▸ **AIM OF THE TASK**: Transcribe every line of the records verbatim.
BEGIN SUPPLIED ENTRIES
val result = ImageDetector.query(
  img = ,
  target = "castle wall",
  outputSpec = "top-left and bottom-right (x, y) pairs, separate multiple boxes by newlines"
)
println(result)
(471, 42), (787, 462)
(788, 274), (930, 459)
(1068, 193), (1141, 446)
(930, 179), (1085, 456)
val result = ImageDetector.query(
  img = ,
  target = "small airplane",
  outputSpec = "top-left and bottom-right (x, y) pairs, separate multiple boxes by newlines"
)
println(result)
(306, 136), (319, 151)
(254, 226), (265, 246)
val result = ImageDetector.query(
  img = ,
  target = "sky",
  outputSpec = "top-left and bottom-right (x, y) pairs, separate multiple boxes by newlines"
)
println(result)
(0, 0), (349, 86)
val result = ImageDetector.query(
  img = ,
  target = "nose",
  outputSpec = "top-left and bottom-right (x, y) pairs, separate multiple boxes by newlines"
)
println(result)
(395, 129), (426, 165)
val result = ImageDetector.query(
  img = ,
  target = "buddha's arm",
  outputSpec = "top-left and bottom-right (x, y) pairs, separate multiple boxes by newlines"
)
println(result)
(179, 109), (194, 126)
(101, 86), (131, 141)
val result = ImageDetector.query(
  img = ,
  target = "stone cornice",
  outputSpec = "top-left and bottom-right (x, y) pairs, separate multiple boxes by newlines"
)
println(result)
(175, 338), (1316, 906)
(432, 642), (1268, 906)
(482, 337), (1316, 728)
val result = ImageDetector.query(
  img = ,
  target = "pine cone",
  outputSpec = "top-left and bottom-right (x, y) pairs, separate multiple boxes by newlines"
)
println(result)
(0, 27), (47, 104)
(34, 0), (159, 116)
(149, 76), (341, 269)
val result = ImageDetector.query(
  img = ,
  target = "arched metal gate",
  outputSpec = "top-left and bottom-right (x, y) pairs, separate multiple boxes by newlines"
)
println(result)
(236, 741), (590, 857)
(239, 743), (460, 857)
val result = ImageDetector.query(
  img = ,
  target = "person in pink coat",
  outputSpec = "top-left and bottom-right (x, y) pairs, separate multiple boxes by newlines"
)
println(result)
END SUPPLIED ENTRIES
▸ **RESULT FOR THIS TASK**:
val result = ImageDetector.query(
  img = ,
  target = "castle wall",
  outputSpec = "top-left and bottom-right (x, y) pairs, separate multiple boxes by newlines"
)
println(result)
(471, 42), (787, 462)
(788, 274), (930, 459)
(1068, 193), (1141, 446)
(930, 179), (1085, 456)
val result = ImageDetector.query(
  img = ,
  target = "small airplane",
  outputSpec = "top-left and bottom-right (x, y) pairs, separate multiple boxes by newlines"
)
println(result)
(306, 136), (319, 151)
(254, 226), (265, 246)
val result = ImageDetector.query(
  img = ,
  target = "sky",
  outputSpec = "top-left and bottom-right (x, y) pairs, separate multiple boxes by newlines"
)
println(result)
(0, 0), (349, 86)
val result = ImageDetector.query(
  img = ,
  target = "nose",
  outputSpec = "top-left and bottom-right (x, y) pairs, separate multiple boxes by newlines"
)
println(result)
(395, 129), (426, 165)
val result = ImageDetector.query(
  img = ,
  target = "buddha's arm",
  outputSpec = "top-left and bottom-right (x, y) pairs, separate multiple boxes by newlines"
)
println(result)
(179, 109), (194, 126)
(101, 86), (131, 141)
val result = ImageDetector.query(
  img = ,
  target = "stone cornice",
  outputSpec = "top-left and bottom-right (x, y) pairs, separate multiple boxes by newlines"
)
println(result)
(175, 338), (1316, 906)
(432, 642), (1268, 906)
(482, 337), (1316, 728)
val result = ImageDetector.query(
  img = ,
  target = "pine cone",
  outputSpec = "top-left and bottom-right (x, y) pairs, separate multiple boxes by newlines"
)
println(result)
(0, 27), (47, 104)
(34, 0), (159, 116)
(149, 76), (341, 269)
val result = ImageDetector.query(
  img = ,
  target = "arched metal gate",
  outputSpec = "top-left and bottom-right (x, y) pairs, separate multiple boxes by newlines"
)
println(result)
(236, 741), (590, 857)
(239, 743), (460, 857)
val result = ImageDetector.query(
  img = ,
  target = "person in pink coat",
  outputSpec = "top-left and bottom-right (x, y) pairs, separate multiple boxes by newlines"
)
println(result)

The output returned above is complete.